Directions for this task -
Lines from the first one down to the one containing "Target: tree bark" in the data below are the only ones needed; please return them exactly, both ends included.

[Referring expression data]
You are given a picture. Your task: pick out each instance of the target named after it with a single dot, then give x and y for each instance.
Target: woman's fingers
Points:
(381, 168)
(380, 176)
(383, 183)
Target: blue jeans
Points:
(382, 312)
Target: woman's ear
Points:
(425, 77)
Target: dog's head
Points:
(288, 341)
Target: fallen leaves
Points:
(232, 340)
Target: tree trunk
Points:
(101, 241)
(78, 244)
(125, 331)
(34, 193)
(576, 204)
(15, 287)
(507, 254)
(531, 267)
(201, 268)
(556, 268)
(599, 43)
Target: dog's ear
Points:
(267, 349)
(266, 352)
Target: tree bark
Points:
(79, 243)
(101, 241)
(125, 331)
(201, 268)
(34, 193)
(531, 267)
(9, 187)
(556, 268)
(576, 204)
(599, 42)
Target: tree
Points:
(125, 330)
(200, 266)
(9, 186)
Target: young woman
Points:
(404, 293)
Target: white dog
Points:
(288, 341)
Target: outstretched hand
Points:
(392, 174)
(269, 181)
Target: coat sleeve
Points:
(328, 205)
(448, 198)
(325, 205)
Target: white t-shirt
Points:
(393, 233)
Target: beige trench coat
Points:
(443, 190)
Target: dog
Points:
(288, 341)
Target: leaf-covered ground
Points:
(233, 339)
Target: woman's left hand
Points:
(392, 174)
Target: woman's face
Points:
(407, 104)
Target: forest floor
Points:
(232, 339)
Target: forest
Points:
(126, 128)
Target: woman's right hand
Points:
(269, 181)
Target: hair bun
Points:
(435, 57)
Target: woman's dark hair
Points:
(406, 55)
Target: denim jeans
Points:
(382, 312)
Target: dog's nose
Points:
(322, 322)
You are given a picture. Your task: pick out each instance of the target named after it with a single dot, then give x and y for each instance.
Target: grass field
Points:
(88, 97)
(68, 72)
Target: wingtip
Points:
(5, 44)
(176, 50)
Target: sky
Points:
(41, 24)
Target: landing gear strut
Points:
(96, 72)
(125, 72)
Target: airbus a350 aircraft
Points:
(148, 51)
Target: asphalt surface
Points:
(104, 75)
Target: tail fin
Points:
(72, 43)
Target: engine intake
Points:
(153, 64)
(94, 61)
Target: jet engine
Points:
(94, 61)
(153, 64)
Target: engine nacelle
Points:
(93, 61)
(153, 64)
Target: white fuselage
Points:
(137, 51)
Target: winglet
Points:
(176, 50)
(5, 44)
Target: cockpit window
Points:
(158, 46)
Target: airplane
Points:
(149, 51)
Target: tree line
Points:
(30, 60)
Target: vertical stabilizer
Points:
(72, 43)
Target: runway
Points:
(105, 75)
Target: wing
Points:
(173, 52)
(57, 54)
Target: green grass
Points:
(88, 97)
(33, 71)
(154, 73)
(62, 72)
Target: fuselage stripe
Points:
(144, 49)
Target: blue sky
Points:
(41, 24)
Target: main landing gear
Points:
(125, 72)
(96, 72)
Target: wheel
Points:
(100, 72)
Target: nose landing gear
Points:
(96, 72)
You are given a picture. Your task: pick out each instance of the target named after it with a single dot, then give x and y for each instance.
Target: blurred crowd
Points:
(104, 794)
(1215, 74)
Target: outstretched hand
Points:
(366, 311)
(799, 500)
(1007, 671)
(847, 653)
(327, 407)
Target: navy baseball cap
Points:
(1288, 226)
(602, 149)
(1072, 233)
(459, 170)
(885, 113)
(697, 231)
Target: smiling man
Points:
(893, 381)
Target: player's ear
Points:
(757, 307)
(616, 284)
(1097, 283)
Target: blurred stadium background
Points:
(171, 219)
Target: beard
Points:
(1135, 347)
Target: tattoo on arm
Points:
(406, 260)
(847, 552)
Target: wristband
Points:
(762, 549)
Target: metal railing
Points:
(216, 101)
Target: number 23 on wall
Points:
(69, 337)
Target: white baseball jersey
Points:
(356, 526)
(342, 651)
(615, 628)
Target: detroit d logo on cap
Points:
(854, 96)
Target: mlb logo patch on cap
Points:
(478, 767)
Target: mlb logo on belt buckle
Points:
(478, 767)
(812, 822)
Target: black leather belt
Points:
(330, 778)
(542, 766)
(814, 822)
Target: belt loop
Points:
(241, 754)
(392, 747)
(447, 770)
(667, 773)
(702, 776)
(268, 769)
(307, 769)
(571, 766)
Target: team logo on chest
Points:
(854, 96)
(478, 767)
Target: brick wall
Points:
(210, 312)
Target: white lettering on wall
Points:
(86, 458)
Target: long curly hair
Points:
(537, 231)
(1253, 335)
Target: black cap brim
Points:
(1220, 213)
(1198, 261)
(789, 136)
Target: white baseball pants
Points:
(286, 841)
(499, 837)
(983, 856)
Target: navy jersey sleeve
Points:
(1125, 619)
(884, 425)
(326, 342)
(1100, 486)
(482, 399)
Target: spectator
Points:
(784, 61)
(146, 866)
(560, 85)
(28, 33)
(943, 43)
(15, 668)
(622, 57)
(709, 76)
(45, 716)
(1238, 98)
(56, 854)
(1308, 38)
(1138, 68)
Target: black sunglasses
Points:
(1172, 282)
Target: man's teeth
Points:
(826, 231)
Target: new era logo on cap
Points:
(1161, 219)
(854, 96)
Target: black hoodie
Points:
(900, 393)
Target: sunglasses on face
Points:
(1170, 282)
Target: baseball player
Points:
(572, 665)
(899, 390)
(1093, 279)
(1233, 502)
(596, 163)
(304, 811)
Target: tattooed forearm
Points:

Response to the exercise -
You are given a picture. Your task: pick out each instance of the target named after it with a single dot, then give x and y for each instance.
Target: woman's fingers
Points:
(381, 168)
(380, 176)
(383, 183)
Target: blue jeans
Points:
(382, 312)
Target: woman's ear
Points:
(425, 77)
Target: dog's head
Points:
(288, 341)
Target: fallen leaves
Points:
(232, 340)
Target: tree trunk
Points:
(101, 241)
(78, 244)
(125, 331)
(34, 193)
(576, 204)
(15, 287)
(507, 254)
(531, 267)
(201, 268)
(556, 268)
(599, 43)
Target: dog's ear
Points:
(267, 349)
(266, 352)
Target: tree bark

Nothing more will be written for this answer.